- [Dataset excerpts]:
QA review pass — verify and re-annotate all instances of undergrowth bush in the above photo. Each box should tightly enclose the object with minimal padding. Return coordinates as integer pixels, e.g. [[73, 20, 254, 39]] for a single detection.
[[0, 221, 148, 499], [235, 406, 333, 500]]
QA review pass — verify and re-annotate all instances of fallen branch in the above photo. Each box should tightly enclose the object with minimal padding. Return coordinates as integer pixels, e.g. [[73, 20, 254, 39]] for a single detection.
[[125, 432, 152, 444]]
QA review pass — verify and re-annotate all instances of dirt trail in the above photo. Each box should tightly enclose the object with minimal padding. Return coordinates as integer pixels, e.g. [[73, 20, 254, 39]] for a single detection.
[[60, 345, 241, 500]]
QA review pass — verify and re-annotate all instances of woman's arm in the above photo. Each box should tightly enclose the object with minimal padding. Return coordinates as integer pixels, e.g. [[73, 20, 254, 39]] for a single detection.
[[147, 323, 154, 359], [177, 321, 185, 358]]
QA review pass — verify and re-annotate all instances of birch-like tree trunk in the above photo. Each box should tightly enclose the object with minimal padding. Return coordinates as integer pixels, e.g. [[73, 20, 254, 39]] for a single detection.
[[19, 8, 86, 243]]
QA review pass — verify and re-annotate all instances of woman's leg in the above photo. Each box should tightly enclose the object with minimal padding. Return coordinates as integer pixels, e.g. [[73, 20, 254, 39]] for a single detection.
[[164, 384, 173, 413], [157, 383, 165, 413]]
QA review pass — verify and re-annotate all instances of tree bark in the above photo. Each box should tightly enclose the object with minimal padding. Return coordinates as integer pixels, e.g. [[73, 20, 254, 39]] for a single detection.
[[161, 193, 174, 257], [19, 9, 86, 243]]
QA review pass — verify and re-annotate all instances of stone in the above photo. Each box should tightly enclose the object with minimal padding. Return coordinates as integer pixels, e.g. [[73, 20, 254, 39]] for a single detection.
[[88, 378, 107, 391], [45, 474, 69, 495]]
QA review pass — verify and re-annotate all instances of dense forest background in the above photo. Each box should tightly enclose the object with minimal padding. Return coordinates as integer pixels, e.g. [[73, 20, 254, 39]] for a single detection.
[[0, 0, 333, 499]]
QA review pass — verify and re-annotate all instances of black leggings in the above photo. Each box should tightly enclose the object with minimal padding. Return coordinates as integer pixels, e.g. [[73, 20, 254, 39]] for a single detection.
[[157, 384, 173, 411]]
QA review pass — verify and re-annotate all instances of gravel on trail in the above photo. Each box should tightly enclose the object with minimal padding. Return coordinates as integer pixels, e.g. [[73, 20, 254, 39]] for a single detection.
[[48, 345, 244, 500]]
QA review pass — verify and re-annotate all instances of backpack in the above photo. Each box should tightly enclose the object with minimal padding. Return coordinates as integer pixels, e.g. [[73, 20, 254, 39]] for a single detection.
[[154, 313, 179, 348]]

- [Problem to work on]:
Reproduce all of the material above word for word, every line in its original order.

- [Correct output]:
QA review pass — verify and re-annotate all instances of undergrowth bush in the above photo. Each box should tightly enclose the object with minimal padding. Return coordinates as integer pixels, e.g. [[73, 20, 254, 39]] for a single detection.
[[0, 221, 148, 499], [235, 406, 333, 500]]
QA review pass — verify and re-annotate all instances of fallen branch in the above photo. Each box should tightly enclose the object with minimal padding. Return coordinates as integer pixels, e.g. [[73, 20, 254, 39]] for a single detection.
[[125, 432, 152, 444]]
QA review pass — verify and re-annotate all instances of dirt trail in the above photo. Each box should tightly enclose the object with minimal padding. Return coordinates as integer pixels, e.g. [[73, 20, 254, 39]] for a single detection.
[[60, 345, 241, 500]]
QA review pass — verify and re-annotate all instances of woman's arm in the above photo. Each box should tightly enclose the object with minimal padding. Return coordinates as integer pixels, e.g. [[73, 20, 254, 39]] for a single detection.
[[147, 323, 154, 359], [177, 321, 185, 358]]
QA review pass — verify and re-annotate all instances of birch-like tree trunk in the above photo. Each box should tightly enclose the object with minimal padding. Return coordinates as integer pixels, e.g. [[73, 20, 254, 39]] for a single detection.
[[19, 8, 86, 243]]
QA review pass — verify and re-annotate all instances of woman's leg in the above photo. Each box should tightly enclose the object with minimal padding. Return coordinates as integer pixels, e.g. [[73, 20, 254, 39]] for a single detection.
[[164, 384, 173, 413], [157, 383, 165, 413]]
QA review pass — verify and re-annotate all instances of tree bark in the above photo. Each box should tightly enclose the object with minimal padding. Return coordinates as integer pixels, e.g. [[73, 20, 254, 39]] for a single detection.
[[161, 193, 174, 257], [19, 9, 86, 243]]
QA review pass — verify and re-annotate all instances of stone in the above photo. Each box should tightly enclose the object with minimal padding. Return coordinates as integer pixels, e.g. [[73, 20, 254, 39]] for a single detection.
[[88, 378, 107, 391], [45, 474, 69, 495]]
QA review pass — verify and re-annotate all instances of dense forest background in the above photo. Each box should tightly enclose the object with minimal padding. Return coordinates as integer pixels, e.g. [[73, 20, 254, 39]] for a single detection.
[[0, 0, 333, 499]]
QA review pass — verify and re-annotate all instances of black leggings in the above photo. Each box should tightly enclose the object with minimal padding. Return coordinates as integer pixels, e.g. [[73, 20, 254, 39]] for a single detection.
[[157, 384, 173, 411]]
QA review pass — verify and re-annotate all instances of gravel on trail in the above photo. Each box should tightly enclose the object with minimal padding. Return coordinates as integer pixels, e.g. [[73, 20, 254, 39]] for a single detection.
[[48, 345, 244, 500]]
QA review pass — verify and re-annotate all instances of backpack in the above photo. Each box should tightly enclose the object with minimal padding. Return coordinates as integer pixels, e.g. [[73, 20, 254, 39]] for a single detection.
[[154, 313, 179, 348]]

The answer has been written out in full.